## [WHAT YOU NEED TO DO]
Extend the article on the coral Acropora batunai, picking up right after its final sentence.

## [TEXT PASSAGE]
Acropora batunai
- Conservation status: Vulnerable (IUCN 3.1)

Scientific classification
- Kingdom: Animalia
- Phylum: Cnidaria
- Subphylum: Anthozoa
- Class: Hexacorallia
- Order: Scleractinia
- Family: Acroporidae
- Genus: Acropora
- Species: A. batunai
- Binomial name: Acropora batunai Wallace, 1997

= Acropora batunai =

- Authority: Wallace, 1997
- Conservation status: VU

Species of coral

Acropora batunai is a species of acroporid coral that was described by Carden Wallace in 1997. Found in protected, shallow reefs, it occurs in a marine environment at depths of up to 44 m. The species is rated as vulnerable on the IUCN Red List, with a decreasing population, and is extremely fragile. It can be found over a large area but, overall, is not common.

==Description==
Acropora batunai species form in structures resembling cushions or corymboses that are 35 mm thick and 1.25 m wide. In colour, it is grey, blue, pale brown, and sometimes pink or brown-white. It has long flat branches which contain upright-facing branches and can be arranged in a table-like structure. The radial corallites and axial corallites are combined, small, sharp and tube-like, with the radial corallites are arranged like bottlebrushes. Axial corallites have diameters of 0.6–1 mm (outer) and 0.2–0.5 mm (inner). The species is similar to Acropora microclados and Acropora rambleri. It is found in sheltered shallow reefs at depths of up to 44 m, but is most common on reef slopes at 10 to 40 m. It is possible that it can be found at 1 m deep. It uses its polyps to catch plankton.

## [GIVEN INFORMATION]
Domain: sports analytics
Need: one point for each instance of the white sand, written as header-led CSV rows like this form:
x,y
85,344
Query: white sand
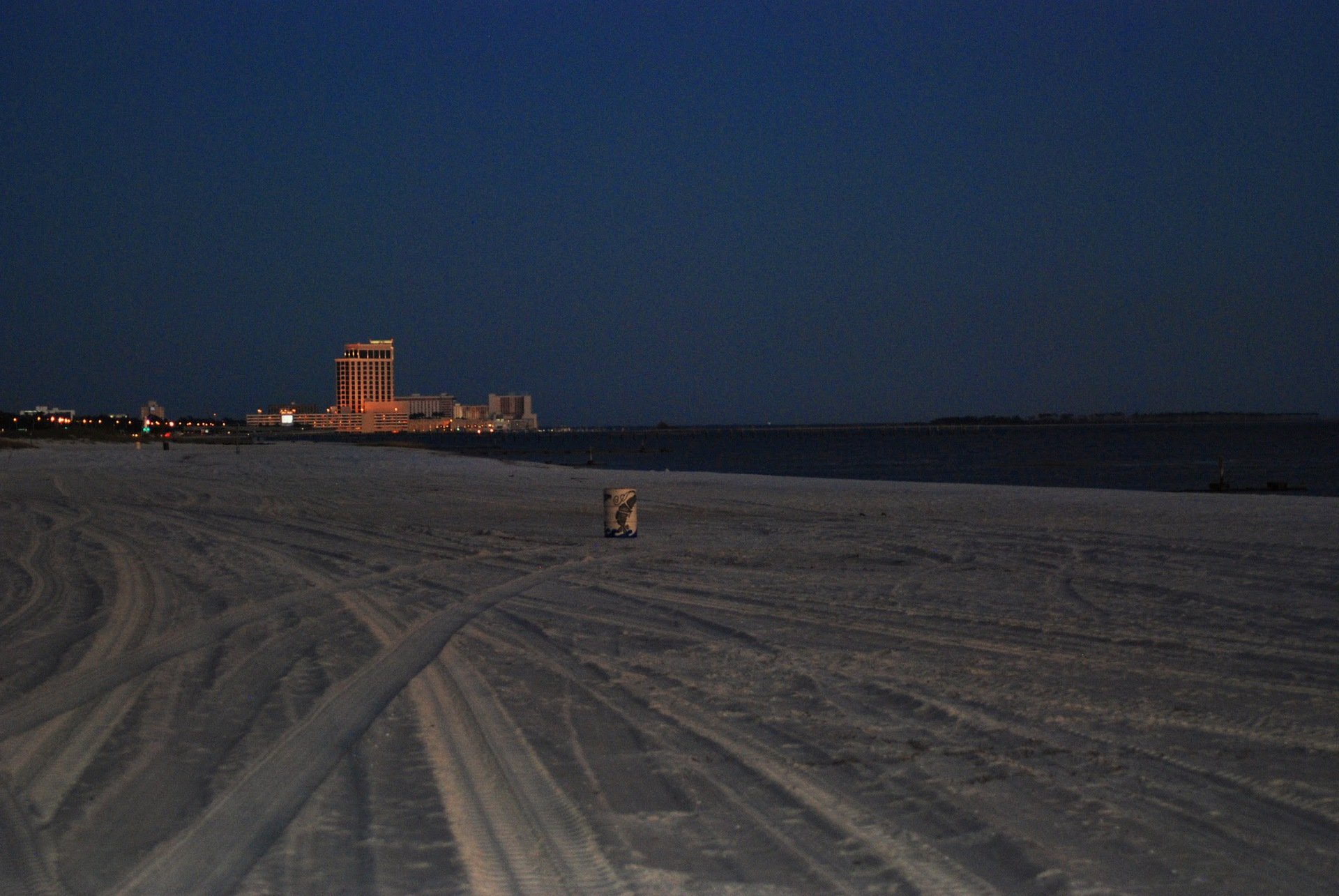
x,y
224,671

## [RESPONSE]
==Distribution==
Acropora batunai is not common and can be found in the Indo-Pacific, in Fiji, Ponape, the Solomon Islands, Papua New Guinea, the Philippines, Malaysia, and Indonesia. It lives in marine habitats in reefs of the central and west Pacific Ocean. It is found in one region of Indonesia, and is incredibly fragile, and is threatened by the global reduction of coral reefs, the increase of temperature causing bleaching, disease, and being prey to the Acanthaster planci. Some specimens occur in Marine Protected Areas. It is listed as a vulnerable species on the IUCN Red List as the population is decreasing, and is listed under Appendix II of CITES.

==Taxonomy==
The species was first described by Carden Wallace in 1997 as Acropora batunai in Indonesia.